The Knife, Shaking the Habitual, Rabid/Mute/Brille
This April, sister-brother Swedish tag-team The Knife release their first full-length record since 2009’s score for Tomorrow in a Year, a Darwin-inspired opera, and their first album ‘proper’ since 2006’s Silent Shout. The ultra-modern hyper-now drip-feed of information about this record has set the muso-world on edge; their upcoming tour sold out at frustrating speed, before a slew of festival dates were announced and everyone could relax. Videos for singles ‘Tooth for an Eye’ and ‘Full of Fire’ became available on their neon website. The tracks were… dancey. The videos were… odd. The album became even more anticipated. The Knife ‘dropped off’ a manifesto at an independent UK record shop. The text went viral. It’s a rambling, yet somehow coherent, zeitgeistian keening for meaning in a world gone unfair and sour: “But how do you build an album about not knowing?/ Now your voice is in my throat, floating there…”
Shaking the Habitual echoes this uncertainty. It’s an album off-kilter. It sounds like the desperate sloughing off of your own skin, trying to find out if there is any authenticity beneath. As such it’s at times barely listenable. At times it is barely comprehensible. At times it is adorable and, at times, it is obnoxious.

§ **Referring expression grounding data**:

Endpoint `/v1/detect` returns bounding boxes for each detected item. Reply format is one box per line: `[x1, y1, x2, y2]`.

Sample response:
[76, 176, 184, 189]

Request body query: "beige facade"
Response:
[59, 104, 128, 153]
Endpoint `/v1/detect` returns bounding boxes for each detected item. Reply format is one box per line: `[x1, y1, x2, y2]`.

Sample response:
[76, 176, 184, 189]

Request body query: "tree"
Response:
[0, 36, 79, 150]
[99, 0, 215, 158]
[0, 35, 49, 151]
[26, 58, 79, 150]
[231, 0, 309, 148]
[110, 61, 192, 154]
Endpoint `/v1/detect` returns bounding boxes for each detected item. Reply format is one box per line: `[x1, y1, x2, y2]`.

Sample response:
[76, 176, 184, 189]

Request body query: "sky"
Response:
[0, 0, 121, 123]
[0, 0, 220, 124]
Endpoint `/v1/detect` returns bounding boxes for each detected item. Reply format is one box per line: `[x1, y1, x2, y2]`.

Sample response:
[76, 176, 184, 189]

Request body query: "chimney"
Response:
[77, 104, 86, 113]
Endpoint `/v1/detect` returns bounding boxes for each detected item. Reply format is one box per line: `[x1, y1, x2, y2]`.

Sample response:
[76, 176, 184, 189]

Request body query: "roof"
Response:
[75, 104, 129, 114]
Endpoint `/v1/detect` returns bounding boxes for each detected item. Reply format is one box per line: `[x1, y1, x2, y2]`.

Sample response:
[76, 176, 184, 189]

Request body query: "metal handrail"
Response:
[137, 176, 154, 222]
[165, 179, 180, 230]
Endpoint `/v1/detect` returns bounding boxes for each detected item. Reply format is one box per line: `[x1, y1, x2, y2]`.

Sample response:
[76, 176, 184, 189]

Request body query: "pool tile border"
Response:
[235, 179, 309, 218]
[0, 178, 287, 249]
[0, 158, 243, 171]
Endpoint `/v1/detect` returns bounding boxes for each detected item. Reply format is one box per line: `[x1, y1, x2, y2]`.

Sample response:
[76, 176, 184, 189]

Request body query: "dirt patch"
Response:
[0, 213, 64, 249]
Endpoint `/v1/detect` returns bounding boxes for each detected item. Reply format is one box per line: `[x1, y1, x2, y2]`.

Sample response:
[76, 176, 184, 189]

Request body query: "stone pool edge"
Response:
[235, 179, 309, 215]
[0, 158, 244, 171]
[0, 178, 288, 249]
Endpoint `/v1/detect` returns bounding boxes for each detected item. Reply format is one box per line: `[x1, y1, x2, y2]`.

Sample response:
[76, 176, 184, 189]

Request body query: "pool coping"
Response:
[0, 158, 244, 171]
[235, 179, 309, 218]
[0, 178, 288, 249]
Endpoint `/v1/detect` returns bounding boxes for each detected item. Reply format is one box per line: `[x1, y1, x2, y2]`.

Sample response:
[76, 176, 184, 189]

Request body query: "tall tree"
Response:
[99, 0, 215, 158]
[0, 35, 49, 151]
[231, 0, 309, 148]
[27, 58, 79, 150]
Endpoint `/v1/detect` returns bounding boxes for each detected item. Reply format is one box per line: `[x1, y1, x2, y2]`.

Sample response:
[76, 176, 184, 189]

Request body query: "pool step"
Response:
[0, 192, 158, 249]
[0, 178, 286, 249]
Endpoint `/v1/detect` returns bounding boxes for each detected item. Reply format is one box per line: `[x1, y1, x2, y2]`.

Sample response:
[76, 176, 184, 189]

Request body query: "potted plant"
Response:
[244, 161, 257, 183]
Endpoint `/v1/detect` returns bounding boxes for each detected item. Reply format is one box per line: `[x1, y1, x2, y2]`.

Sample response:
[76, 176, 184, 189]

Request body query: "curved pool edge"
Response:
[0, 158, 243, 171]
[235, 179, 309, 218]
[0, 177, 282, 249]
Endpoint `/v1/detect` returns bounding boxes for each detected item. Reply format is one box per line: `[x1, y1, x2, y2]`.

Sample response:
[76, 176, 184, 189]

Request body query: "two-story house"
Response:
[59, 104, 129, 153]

§ **Activities**:
**A.** According to the album review, where did The Knife drop off their manifesto?
**B.** Please continue the review of Shaking the Habitual from where it stops.

§ **Written responses**:
**A.** At an independent UK record shop.

**B.**
It’s an album of multiple parts – as indicated by its running time. At over an hour and a half perhaps it could have been edited down a little more – but what would have been left out? Some tracks lean towards the Yokokimthurston model of existential noise, others indulge in tribal influences like fellow Swedes Goat. And then there is a pop track in there: ‘Without You My Life Would Be Boring’ skips along as danceable technofied pleasure pop. Following straight after, Karin Dreijer Andersson’s vocals emote into an almost emo-goth darkness in the vaguely threatening ‘Wrap Your Arms’. Following this, anything song-shaped is scrapped for an interlude of concept album sounds.
With two tracks named after post-apocalyptic characters in feminist speculative fiction-er Margaret Atwood’s ‘Oryx and Crake’, and a 19 minute edit of noises manufactured in a boiler room (‘Old Dreams Waiting to be Realised’), The Knife try to explore questions about the processes of modern civilisation, but perhaps you’d have to read the liner notes to hear that in it. Expositional titles such as ‘Fracking Fluid Injection’ give some pointers about what The Knife are hoping to address on this record.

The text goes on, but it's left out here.